What needs to be done -> Search term "blonde": please copy every line of the records below that contains it.

=== Dataset entries ===

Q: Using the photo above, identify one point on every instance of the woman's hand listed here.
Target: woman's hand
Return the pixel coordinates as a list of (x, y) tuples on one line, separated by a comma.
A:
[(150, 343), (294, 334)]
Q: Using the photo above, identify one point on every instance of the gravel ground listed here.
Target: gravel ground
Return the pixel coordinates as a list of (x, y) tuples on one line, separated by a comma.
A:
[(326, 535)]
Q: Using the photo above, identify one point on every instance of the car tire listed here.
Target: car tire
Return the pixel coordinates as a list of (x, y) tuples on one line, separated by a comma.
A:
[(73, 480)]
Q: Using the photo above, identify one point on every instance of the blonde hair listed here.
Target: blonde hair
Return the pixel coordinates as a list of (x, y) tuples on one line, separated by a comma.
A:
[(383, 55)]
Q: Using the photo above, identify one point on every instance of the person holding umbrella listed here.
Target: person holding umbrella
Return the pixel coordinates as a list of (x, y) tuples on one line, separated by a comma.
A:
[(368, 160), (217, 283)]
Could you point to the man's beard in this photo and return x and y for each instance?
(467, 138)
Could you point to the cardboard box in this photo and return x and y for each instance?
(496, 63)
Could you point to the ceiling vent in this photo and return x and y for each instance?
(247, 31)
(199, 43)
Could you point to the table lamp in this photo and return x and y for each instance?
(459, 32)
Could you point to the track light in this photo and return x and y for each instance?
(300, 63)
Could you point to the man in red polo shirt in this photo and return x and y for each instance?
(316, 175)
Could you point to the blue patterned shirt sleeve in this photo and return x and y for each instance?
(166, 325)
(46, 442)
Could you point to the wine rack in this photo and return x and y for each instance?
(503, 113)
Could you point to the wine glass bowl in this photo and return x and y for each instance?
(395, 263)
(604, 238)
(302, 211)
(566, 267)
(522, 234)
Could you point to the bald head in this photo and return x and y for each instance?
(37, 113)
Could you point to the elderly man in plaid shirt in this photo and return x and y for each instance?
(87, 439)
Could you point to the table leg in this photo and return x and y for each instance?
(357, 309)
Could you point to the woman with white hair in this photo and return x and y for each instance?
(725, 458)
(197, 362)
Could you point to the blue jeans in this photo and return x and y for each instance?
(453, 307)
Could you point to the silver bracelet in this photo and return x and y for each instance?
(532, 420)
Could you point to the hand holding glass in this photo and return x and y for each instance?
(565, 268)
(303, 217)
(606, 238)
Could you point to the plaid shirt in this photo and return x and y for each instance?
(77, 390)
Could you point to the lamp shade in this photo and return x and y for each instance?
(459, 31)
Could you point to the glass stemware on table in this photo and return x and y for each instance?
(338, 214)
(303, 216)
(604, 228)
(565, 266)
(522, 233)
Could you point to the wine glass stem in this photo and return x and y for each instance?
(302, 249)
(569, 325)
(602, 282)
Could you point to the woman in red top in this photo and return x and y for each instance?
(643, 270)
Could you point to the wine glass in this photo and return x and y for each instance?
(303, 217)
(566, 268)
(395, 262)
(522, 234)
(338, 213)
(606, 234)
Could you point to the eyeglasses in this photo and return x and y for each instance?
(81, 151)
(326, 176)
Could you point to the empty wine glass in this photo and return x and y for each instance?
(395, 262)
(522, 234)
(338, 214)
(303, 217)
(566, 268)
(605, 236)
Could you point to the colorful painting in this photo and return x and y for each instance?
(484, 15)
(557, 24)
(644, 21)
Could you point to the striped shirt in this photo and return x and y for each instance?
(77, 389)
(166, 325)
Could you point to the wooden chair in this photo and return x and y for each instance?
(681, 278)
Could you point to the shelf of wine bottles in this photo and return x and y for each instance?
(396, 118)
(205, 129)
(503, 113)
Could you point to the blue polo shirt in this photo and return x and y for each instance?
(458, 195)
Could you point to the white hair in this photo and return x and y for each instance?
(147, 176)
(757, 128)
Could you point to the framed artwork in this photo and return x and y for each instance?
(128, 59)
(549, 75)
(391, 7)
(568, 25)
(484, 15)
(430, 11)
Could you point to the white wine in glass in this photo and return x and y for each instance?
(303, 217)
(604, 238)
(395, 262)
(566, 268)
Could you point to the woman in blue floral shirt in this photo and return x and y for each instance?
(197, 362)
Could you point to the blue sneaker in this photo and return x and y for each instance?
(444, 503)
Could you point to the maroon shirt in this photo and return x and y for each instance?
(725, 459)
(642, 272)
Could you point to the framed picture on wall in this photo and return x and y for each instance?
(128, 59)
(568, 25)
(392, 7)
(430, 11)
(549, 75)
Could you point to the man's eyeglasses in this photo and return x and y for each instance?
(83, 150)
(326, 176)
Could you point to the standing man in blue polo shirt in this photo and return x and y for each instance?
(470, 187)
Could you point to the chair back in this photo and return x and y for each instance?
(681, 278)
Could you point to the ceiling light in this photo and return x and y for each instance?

===

Written response ->
Q: Using the photo above, identify one point on every instance of the blonde hair listed here.
Target: blonde hair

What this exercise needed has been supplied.